*RECORD EXCERPTS:*

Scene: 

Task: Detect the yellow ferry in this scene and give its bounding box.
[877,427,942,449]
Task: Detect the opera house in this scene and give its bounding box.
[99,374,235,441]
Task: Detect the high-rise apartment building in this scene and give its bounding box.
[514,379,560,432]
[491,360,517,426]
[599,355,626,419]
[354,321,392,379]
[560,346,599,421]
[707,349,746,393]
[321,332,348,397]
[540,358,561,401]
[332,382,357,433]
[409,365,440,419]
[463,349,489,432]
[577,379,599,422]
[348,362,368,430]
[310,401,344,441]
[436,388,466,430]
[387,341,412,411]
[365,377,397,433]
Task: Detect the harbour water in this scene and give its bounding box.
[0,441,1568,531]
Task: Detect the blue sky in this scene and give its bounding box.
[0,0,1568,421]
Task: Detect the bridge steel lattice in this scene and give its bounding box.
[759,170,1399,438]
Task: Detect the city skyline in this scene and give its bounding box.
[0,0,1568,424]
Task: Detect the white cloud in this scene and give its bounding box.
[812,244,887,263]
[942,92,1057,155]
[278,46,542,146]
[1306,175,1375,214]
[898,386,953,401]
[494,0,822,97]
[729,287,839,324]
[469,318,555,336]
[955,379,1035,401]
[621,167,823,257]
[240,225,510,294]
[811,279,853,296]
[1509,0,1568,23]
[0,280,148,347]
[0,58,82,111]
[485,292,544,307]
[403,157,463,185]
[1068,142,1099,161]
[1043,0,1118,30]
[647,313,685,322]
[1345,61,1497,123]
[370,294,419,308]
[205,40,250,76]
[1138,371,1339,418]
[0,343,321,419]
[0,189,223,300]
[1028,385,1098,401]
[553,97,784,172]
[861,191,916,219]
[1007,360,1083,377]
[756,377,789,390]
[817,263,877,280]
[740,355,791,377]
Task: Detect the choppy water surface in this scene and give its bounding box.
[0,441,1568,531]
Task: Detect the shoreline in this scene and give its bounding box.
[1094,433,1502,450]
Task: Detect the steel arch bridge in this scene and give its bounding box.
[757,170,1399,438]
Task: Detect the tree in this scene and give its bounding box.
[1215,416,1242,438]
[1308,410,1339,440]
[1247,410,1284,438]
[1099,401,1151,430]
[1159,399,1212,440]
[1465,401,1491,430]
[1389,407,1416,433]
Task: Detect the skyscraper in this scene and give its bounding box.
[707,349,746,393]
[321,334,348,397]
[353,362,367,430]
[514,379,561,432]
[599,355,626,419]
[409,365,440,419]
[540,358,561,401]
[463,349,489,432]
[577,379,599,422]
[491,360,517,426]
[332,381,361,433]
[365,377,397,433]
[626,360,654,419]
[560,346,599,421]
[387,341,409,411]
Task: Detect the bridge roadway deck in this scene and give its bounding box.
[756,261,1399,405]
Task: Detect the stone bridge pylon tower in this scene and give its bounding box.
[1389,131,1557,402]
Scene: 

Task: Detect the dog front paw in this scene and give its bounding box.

*EXERCISE INSTRUCTIONS:* Copy out, without any change, the lines from the one containing "Task: Detect the bridge steel" through the one containing "[0,0,1568,424]".

*REPLY:*
Task: Detect the bridge steel lattice in this scene and give its bounding box.
[759,170,1399,438]
Task: Detect the city skyline in this scene and give its bounding box.
[0,0,1568,424]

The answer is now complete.